« Deux points physiques, disons un trait sur une règle et un autre sur le corps à mesurer, peuvent au mieux être étroitement rapprochés. Ils ne peuvent coïncider, c'est-à-dire se fondre en un point. Si banale que puisse être cette remarque dans un autre contexte, elle est importante pour la question de la précision des mesures. Elle nous rappelle, en effet, qu'il conviendrait de décrire une mesure dans les termes suivants : nous constatons que le point du corps à mesurer se situe entre deux graduations ou marques sur la règle ou encore, que l'aiguille de notre appareil de mesure se situe entre deux graduations sur le cadran. Nous pouvons alors, soit considérer ces graduations ou marques comme nos deux limites optimales d'erreur, soit commencer à estimer, par exemple, la position de l'aiguille dans l'intervalle entre les graduations afin d'obtenir ainsi un résultat plus précis. Dans ce cas, nous supposons que l'aiguille se situe entre deux graduations imaginaires. Il reste donc toujours un intervalle, un écart. (...) Mais (...) quel avantage peut-il y avoir à remplacer en quelque sorte une graduation sur un cadran par deux graduations - les deux limites de l'intervalle - quand pour chacune de ces limites doit de nouveau se poser la question de savoir quelles sont en les limites de précision ?
Il est clair qu'il est inutile de donner les limites
de l'intervalle si ces deux bornes ne peuvent à leur tour être fixées avec un
degré de précision excédant largement celui que nous pouvons espérer atteindre
pour la mesure initiale ; entendons : fixées dans leurs propres intervalles
d'imprécision qui devraient en conséquence être de plusieurs ordres de grandeur
plus petits que l'intervalle qu'elles déterminent pour l'évaluation de la
mesure primitive. En d'autres termes, les limites de l'intervalle ne sont pas des
limites précises ; ce sont en réalité de très petits intervalles dont les
limites sont à leur tour des intervalles plus petits encore et ainsi de suite.
» (In : Karl Popper, "La logique
de la découverte scientifique". Editions Payot, 1973. Chapitre 6, "Les
degrés de falsifiabilité", section 37, "Domaines logiques. Notes sur
la théorie des mesures", page : 124).

#### [CONSIGNE A]
Répondez à ces questions sur le texte cité :
(i) Que ne peuvent pas faire deux points physiques, comme un trait sur une règle et un autre sur le corps à mesurer ?
(ii) Entre quoi suppose-t-on que l'aiguille se situe quand on estime sa position dans l'intervalle ?
(iii) Que sont en réalité les limites de l'intervalle, d'après la dernière phrase de la citation ?
#### [CONSIGNE B]
Poursuivez le texte cité sur la précision des mesures en quelques phrases, à partir de l'endroit où il s'arrête.

#### [ENREGISTREMENTS LISTÉS]
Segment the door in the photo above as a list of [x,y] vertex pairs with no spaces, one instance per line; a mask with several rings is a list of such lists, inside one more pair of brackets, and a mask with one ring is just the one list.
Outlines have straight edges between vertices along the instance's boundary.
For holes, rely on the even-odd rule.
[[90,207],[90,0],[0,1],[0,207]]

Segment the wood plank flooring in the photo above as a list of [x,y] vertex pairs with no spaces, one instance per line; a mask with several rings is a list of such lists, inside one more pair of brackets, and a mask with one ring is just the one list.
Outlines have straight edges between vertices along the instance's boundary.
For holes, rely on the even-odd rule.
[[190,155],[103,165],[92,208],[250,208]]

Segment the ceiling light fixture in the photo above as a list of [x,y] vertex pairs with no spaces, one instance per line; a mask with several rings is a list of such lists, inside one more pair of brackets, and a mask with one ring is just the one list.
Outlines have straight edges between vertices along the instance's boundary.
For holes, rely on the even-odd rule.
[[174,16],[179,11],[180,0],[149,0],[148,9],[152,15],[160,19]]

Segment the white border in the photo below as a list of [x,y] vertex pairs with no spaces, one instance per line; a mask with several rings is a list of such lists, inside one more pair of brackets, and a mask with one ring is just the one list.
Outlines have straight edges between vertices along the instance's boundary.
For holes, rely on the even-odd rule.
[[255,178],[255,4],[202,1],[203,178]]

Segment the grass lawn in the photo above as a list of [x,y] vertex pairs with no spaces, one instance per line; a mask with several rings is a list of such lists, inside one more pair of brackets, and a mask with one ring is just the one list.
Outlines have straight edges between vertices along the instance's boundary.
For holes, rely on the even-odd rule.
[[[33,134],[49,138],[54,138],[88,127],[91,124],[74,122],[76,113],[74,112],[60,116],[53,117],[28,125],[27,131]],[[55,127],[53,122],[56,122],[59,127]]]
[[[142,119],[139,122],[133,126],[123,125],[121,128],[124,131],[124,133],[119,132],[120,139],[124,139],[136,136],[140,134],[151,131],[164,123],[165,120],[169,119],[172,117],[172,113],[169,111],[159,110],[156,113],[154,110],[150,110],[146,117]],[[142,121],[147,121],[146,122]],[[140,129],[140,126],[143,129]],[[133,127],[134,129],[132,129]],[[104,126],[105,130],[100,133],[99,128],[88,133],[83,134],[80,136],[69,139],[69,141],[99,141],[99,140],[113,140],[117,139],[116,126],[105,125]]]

---

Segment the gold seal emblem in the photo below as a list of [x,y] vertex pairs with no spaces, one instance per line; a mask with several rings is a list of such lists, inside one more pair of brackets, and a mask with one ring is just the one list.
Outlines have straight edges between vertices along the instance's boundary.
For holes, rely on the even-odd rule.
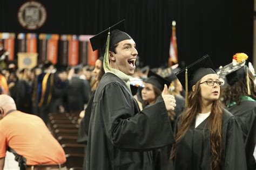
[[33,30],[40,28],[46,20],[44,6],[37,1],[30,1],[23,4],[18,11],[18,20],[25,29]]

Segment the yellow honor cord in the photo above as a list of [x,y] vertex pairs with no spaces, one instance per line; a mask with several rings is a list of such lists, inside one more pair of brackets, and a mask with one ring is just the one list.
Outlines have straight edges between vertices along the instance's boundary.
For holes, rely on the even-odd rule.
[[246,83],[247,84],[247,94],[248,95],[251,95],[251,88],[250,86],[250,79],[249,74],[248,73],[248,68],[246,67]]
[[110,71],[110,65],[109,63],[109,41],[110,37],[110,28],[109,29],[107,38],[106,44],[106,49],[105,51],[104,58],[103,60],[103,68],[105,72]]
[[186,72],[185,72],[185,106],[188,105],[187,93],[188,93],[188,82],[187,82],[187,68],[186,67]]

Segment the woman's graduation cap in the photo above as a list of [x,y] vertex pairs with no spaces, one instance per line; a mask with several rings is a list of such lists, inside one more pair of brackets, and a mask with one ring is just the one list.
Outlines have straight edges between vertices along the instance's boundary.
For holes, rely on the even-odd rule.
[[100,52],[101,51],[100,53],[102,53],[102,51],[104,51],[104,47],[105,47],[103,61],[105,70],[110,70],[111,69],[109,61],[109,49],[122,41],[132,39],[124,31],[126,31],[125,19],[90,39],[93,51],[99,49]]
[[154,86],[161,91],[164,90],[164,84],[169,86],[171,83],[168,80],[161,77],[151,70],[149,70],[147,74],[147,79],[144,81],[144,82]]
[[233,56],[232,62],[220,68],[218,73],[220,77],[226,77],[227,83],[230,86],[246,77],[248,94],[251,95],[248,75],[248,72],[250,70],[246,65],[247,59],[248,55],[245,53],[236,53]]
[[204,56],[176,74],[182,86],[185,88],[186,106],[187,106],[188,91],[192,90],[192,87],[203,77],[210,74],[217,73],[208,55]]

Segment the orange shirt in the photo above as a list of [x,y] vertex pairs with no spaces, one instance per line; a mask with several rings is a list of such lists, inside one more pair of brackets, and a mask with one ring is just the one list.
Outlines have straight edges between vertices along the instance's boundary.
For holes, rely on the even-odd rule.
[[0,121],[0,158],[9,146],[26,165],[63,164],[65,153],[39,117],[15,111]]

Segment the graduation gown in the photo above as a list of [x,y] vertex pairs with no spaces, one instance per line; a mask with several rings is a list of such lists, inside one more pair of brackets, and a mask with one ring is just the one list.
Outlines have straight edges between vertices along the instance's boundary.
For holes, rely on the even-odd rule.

#### [RÉPONSE ATTENDUE A]
(i) Ils ne peuvent coïncider, c'est-à-dire se fondre en un point.
(ii) Entre deux graduations imaginaires.
(iii) De très petits intervalles, dont les limites sont à leur tour des intervalles plus petits encore, et ainsi de suite.

#### [RÉPONSE ATTENDUE B]
Celui qui prétend faire une mesure
"absolument précise" ne peut donc éviter ceci : considérer que
les deux points qu'il utilise sont "parfaitement précis" et
absolument semblables de façon arbitraire. Pourquoi ?
Cela nous paraît évident et assez facile à
expliquer une fois compris les arguments de Popper : un point, au fond,
qu'est-ce que c'est, sinon une sorte de "tâche", ou un
"rond", ou toute autre forme limitée et unique en son genre ? Aussi
petit que puisse être un point donné, il a donc forcément une étendue, ou une
dimension, si l'on peut dire. On peut même tenter de mesurer cette dimension :
quelle est la taille du point que nous voulons mesurer afin de nous assurer de
sa parfaite précision, (c'est-à-dire parvenir à démontrer qu'il se suffit en
quelque sorte à lui-même en n'étant dépendant d'aucun autre élément de mesure
effectué à partir d'autres points...) ?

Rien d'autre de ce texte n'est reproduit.